▶ _Work to do_: Rewrite all of the data below as a numbered list, skipping any blank lines.

▶ _Information supplied_:
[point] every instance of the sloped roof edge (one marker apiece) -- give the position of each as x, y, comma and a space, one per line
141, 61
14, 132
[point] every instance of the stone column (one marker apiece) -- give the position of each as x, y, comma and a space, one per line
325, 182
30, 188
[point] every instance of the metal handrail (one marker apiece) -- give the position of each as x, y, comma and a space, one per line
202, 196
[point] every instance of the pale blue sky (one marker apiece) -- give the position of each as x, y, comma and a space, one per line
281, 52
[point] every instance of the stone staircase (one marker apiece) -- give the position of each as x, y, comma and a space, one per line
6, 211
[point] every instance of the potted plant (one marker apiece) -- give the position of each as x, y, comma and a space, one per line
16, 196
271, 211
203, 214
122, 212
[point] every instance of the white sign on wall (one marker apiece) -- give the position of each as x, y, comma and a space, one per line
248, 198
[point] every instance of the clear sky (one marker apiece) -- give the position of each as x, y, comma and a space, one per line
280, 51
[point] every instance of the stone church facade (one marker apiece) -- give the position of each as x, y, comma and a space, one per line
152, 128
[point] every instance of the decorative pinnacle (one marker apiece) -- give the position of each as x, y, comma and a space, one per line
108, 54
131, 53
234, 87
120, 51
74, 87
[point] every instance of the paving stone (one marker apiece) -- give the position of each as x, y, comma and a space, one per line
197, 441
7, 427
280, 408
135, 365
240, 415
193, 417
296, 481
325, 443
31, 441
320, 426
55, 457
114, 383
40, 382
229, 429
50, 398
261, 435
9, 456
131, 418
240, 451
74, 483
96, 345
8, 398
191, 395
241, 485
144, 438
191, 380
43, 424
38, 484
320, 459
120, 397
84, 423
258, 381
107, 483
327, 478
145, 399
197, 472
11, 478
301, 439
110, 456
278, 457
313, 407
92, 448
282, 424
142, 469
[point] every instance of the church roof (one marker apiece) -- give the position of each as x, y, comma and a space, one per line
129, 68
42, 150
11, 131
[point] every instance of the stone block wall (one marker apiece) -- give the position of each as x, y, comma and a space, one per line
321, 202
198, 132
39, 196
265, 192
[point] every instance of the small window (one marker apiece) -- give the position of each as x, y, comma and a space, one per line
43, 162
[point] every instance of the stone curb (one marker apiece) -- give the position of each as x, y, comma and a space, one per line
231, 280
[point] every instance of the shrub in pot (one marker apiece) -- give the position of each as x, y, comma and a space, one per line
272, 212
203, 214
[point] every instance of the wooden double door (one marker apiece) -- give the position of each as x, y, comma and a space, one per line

▶ _Solved problem_:
1. [point] every instance of the sloped roof edge (one marker apiece) -- give the position of each as x, y, comma and a space, one per line
2. 141, 61
3. 14, 132
4. [point] every instance of the stone column (one marker apiece) -- give the position of each as x, y, comma and a space, one per line
5. 325, 182
6. 30, 188
7. [point] every instance of the metal handrail (one marker apiece) -- give the position of each as x, y, comma and a space, one per line
8. 202, 196
9. [point] every instance of the pale blue sky (one marker apiece) -- give the position of each as x, y, comma and a space, one per line
10. 281, 52
11. [point] every instance of the stone staircase (one marker apiece) -- give the position of each as x, y, comma and a space, one per line
12. 6, 211
13. [point] every instance of the potted plant (one marker apiece) -- give the position of each as x, y, comma and a space, one per line
14. 16, 196
15. 271, 211
16. 203, 214
17. 122, 212
18. [point] every instance of the white sign on wall (one marker apiece) -- give the position of each as x, y, comma and a space, one per line
19. 248, 198
20. [point] every instance of the clear sky (one marker apiece) -- give the position of each as x, y, comma and a space, one per line
21. 280, 51
22. [point] every instance of the stone church facade (one marker apiece) -- give the position of each as x, y, comma and a space, one per line
23. 152, 128
24. [point] every instance of the decorative pinnacle (one marker apiece) -- give the position of each as x, y, comma and a space, one per line
25. 108, 54
26. 131, 53
27. 234, 87
28. 120, 51
29. 74, 87
30. [point] every instance of the paving stone (one marker apiece) -- give the position of each as x, y, comma and a space, one per line
31. 197, 441
32. 7, 427
33. 280, 408
34. 135, 365
35. 240, 415
36. 193, 417
37. 296, 481
38. 325, 443
39. 31, 441
40. 320, 426
41. 55, 457
42. 114, 383
43. 40, 382
44. 229, 429
45. 50, 398
46. 261, 435
47. 9, 456
48. 131, 418
49. 240, 451
50. 74, 483
51. 96, 345
52. 8, 398
53. 191, 395
54. 241, 485
55. 144, 438
56. 191, 380
57. 43, 424
58. 38, 484
59. 320, 459
60. 120, 397
61. 84, 423
62. 258, 381
63. 107, 483
64. 327, 478
65. 145, 399
66. 197, 472
67. 11, 478
68. 301, 439
69. 110, 456
70. 278, 457
71. 313, 407
72. 92, 448
73. 282, 424
74. 142, 469
75. [point] every instance of the church roof (one marker apiece) -- give the position of each as x, y, comma and a space, one per line
76. 129, 68
77. 42, 150
78. 11, 131
79. [point] every instance of the stone block wall (one marker apiece) -- give the position of each as x, y, comma and a space, one per line
80. 321, 202
81. 198, 132
82. 39, 196
83. 265, 192
84. [point] every instance of the small window (one marker apiece) -- give the position of each as x, y, comma and a space, one per line
85. 43, 162
86. [point] every instance of the stone curb (one marker apiece) -- give the position of each as x, y, comma and a space, one per line
87. 231, 280
88. [point] every instance of the shrub in pot (one marker apiece) -- give the position of each as x, y, comma and a space, one per line
89. 272, 212
90. 203, 214
91. [point] every instance of the wooden double door (one marker apiece) -- give the position of each as x, y, comma and a space, one per line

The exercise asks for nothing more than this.